(Dataset excerpt)
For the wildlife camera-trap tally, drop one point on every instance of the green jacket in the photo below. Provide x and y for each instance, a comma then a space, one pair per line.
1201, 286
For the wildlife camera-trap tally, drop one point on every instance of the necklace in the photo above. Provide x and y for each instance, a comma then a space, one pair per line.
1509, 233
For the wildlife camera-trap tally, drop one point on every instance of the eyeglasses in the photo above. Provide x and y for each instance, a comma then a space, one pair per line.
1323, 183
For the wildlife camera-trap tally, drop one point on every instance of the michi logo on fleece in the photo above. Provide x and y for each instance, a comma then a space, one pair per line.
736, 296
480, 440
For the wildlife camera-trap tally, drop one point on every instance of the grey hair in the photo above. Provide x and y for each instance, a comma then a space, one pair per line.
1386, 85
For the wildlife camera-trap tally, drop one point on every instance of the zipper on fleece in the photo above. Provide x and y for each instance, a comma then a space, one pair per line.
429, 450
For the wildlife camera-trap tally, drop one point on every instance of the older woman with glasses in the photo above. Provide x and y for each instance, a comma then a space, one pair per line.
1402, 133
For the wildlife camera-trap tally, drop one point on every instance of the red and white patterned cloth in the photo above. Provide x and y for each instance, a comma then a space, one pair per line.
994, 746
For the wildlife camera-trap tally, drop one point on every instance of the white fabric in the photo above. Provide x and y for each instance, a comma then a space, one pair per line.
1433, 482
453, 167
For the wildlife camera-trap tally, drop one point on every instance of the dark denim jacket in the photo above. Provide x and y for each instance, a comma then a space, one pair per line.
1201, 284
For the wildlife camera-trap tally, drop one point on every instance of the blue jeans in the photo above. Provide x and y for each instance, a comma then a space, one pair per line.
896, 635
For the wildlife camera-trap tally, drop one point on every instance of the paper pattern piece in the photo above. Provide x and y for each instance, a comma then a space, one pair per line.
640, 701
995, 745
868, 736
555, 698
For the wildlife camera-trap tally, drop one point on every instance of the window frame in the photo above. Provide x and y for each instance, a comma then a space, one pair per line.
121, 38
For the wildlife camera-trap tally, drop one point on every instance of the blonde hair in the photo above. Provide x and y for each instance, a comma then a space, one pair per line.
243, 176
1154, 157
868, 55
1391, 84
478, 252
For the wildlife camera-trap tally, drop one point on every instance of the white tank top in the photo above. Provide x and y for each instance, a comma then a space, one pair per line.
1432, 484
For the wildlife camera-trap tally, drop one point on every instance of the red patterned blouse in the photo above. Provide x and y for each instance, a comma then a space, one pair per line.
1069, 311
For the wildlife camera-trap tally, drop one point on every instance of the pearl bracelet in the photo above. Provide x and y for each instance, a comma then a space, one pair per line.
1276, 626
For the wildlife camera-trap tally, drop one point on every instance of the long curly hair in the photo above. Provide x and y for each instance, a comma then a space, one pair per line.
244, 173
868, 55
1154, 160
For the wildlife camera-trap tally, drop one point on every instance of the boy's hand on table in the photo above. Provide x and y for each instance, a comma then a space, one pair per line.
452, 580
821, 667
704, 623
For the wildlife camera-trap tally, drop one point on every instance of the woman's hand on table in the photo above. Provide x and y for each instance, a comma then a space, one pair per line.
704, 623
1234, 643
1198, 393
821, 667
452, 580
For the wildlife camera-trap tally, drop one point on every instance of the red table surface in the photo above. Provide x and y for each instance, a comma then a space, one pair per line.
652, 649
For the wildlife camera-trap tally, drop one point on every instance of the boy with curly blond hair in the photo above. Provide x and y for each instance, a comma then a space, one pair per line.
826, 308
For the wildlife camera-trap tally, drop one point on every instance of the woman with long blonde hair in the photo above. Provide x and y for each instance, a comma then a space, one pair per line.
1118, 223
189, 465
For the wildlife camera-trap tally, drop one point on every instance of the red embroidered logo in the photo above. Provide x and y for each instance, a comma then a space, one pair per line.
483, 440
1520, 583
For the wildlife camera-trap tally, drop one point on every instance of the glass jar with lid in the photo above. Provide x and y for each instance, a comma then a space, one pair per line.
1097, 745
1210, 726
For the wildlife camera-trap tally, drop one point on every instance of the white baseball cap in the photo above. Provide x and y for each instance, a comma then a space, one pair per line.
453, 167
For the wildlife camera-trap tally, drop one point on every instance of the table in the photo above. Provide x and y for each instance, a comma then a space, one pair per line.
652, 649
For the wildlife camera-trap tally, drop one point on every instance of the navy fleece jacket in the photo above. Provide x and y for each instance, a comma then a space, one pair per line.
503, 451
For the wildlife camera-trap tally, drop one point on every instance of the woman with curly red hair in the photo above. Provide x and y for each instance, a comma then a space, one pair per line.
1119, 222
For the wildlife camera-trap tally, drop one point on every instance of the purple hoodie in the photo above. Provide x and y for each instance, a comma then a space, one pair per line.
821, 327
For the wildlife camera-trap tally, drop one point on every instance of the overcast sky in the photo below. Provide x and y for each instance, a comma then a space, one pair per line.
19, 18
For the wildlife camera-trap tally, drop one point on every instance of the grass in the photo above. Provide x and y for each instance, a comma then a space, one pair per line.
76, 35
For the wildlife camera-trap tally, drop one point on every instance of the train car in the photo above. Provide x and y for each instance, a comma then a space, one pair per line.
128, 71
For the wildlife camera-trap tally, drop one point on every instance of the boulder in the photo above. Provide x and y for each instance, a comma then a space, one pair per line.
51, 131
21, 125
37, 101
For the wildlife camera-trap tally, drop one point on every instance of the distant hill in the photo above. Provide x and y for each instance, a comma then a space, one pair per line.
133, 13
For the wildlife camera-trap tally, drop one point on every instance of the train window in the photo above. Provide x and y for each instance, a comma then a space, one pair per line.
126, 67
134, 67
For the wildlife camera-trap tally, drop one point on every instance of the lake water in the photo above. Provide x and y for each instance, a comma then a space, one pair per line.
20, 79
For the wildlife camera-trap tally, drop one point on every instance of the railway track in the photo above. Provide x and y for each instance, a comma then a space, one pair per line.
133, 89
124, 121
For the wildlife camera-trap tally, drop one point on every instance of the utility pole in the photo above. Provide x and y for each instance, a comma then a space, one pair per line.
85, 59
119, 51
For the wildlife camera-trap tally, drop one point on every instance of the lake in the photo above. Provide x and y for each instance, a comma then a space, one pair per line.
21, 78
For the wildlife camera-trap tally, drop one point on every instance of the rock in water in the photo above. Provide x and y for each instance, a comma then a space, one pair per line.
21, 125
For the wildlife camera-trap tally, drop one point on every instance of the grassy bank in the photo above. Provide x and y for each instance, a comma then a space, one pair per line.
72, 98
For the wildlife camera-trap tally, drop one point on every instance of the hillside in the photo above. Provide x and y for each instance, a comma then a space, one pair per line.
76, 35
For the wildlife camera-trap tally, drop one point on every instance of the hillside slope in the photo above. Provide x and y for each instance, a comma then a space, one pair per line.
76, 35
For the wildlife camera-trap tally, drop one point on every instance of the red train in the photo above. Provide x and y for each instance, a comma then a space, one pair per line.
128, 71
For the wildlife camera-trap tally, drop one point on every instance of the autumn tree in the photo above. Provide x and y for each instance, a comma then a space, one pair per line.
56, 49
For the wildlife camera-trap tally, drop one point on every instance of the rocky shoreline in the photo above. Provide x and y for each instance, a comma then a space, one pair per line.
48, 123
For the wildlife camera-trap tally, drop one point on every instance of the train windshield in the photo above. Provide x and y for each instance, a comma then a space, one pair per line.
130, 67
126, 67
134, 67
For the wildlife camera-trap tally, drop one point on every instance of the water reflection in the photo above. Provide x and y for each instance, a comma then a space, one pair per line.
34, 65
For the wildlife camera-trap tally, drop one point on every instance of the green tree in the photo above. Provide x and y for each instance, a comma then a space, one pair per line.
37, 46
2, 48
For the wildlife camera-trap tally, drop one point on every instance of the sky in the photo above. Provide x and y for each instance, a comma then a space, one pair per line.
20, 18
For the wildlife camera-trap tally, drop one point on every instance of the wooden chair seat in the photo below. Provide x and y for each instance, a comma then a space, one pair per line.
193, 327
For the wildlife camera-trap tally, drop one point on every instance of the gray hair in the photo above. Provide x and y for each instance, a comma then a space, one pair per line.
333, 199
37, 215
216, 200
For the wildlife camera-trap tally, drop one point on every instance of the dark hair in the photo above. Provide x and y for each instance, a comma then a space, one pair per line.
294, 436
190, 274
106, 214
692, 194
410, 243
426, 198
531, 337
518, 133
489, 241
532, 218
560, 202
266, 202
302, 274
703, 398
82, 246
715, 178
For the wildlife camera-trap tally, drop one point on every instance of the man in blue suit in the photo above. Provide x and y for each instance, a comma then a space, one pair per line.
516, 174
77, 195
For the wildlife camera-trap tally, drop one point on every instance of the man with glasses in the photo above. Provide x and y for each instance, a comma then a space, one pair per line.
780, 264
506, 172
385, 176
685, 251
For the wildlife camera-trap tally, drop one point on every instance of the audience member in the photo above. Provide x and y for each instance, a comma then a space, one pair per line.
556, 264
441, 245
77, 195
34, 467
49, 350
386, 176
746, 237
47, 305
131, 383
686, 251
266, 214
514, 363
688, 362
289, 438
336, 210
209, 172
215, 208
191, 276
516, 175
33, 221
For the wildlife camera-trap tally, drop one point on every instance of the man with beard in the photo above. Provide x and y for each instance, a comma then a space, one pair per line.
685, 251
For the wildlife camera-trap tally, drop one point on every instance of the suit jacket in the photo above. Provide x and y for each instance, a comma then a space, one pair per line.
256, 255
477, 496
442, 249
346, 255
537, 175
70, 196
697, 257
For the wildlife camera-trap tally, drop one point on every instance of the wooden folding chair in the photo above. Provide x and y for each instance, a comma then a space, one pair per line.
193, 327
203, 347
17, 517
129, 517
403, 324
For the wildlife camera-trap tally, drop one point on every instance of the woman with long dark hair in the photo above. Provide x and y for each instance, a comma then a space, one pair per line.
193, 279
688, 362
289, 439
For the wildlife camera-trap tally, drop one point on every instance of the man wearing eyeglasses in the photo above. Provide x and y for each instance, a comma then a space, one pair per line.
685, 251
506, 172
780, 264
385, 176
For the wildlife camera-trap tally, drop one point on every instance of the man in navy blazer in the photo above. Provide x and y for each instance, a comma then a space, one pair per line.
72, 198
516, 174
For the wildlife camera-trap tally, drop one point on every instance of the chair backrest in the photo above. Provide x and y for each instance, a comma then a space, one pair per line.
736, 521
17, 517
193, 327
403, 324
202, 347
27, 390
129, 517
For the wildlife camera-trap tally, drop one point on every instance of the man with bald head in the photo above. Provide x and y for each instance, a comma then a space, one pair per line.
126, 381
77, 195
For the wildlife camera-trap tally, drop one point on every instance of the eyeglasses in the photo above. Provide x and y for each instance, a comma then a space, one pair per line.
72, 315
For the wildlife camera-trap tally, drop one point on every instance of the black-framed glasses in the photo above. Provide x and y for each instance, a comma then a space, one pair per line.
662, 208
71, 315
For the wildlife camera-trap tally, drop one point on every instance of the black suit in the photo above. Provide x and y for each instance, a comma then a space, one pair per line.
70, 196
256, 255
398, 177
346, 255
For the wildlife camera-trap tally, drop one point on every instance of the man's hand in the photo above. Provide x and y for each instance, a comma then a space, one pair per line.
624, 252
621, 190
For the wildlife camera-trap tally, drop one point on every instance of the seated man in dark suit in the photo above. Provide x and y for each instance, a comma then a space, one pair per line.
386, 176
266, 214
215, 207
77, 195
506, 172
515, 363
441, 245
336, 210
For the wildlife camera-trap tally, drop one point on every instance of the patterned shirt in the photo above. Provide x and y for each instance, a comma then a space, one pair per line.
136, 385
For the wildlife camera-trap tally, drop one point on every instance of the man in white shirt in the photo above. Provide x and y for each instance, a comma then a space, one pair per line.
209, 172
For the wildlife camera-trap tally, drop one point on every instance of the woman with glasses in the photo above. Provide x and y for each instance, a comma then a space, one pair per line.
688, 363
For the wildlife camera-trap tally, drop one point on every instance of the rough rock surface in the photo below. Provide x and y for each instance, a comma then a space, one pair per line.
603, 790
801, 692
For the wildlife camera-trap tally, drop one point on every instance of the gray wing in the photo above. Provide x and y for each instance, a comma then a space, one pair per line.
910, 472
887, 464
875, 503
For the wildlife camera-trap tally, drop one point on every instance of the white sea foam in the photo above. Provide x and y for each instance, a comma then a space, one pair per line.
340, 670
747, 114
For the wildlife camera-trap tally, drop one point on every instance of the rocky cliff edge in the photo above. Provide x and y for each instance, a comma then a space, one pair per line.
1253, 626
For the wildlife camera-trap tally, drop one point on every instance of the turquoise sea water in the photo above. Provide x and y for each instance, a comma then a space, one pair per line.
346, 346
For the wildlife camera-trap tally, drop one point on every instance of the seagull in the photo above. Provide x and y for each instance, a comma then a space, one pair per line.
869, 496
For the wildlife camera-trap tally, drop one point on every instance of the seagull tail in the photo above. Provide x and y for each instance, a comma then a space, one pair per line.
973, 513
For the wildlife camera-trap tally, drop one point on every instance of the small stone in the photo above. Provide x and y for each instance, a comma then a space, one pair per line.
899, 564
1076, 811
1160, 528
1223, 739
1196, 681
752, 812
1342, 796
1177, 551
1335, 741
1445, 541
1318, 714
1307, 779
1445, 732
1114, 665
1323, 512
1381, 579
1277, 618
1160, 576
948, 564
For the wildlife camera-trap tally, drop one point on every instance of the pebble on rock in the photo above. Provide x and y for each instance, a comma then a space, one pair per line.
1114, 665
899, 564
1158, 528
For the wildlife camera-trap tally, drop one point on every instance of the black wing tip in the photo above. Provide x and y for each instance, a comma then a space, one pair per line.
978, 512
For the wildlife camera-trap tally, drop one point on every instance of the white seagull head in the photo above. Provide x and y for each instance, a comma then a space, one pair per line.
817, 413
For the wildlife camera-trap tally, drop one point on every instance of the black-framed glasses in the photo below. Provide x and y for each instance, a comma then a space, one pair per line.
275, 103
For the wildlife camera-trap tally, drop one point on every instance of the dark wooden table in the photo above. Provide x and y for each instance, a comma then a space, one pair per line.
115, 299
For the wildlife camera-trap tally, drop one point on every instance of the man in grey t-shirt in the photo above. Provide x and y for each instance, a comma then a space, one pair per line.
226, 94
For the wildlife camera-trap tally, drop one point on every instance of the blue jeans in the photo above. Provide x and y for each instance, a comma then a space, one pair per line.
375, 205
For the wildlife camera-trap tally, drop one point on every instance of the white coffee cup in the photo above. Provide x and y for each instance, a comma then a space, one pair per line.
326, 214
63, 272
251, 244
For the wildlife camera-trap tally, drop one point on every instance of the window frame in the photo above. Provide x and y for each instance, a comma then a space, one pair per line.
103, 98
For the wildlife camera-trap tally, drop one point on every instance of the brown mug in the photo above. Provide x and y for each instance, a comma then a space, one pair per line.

[Instructions for the task]
Rewrite the entries from the line with "of the pebble" up to and including the last line, replacing "tally" with "count" and leaving everything else as it is.

[Task response]
For the wildlife camera-trap count, drop one point on every instance of the pebble on rock in the photo above. Provide x and y for each instance, a comma then a space, one pair per line.
1114, 665
899, 564
1158, 528
For the wildlife camera-trap count, drop one point on every instance of the black wing tip in the photo above. Provide x and y for each instance, a comma then a space, one pair per line.
978, 512
For the wildlife camera-trap count, drop one point on every instance of the white seagull head in the photo above. Provide x and y for each instance, a comma then a space, one pair per line.
817, 413
For the wildlife camera-trap count, drop one point on every instance of the black-framed glasses in the photo below. Provide x and y for each instance, a comma then a space, one pair per line.
275, 103
For the wildlife camera-trap count, drop one point on every instance of the dark wooden table in the photo above. Provide x and y for each instance, a comma then a space, one pair per line.
115, 299
For the wildlife camera-trap count, drop one point on every instance of the man in grey t-shirt in the photo above. Provide x and y for each instance, a comma then a space, one pair per line.
226, 94
For the wildlife camera-trap count, drop one point on every instance of the blue jeans in the photo above. Provide x and y for each instance, a comma then a space, one pair per line.
375, 205
For the wildlife camera-trap count, drop one point on every instance of the white coffee cup in the photo above. Provide x and y for each instance, a comma then a space, one pair per line.
326, 214
63, 272
251, 244
For the wildlife camera-trap count, drop one point on every instance of the window frame in the photo above. Provide x and y for each instance, a comma then a space, one pair per line.
103, 98
For the wildlife camera-trap count, drop one point on every instance of the brown mug in the photo above. Provide x and y for each instance, a comma then a space, one pair per line.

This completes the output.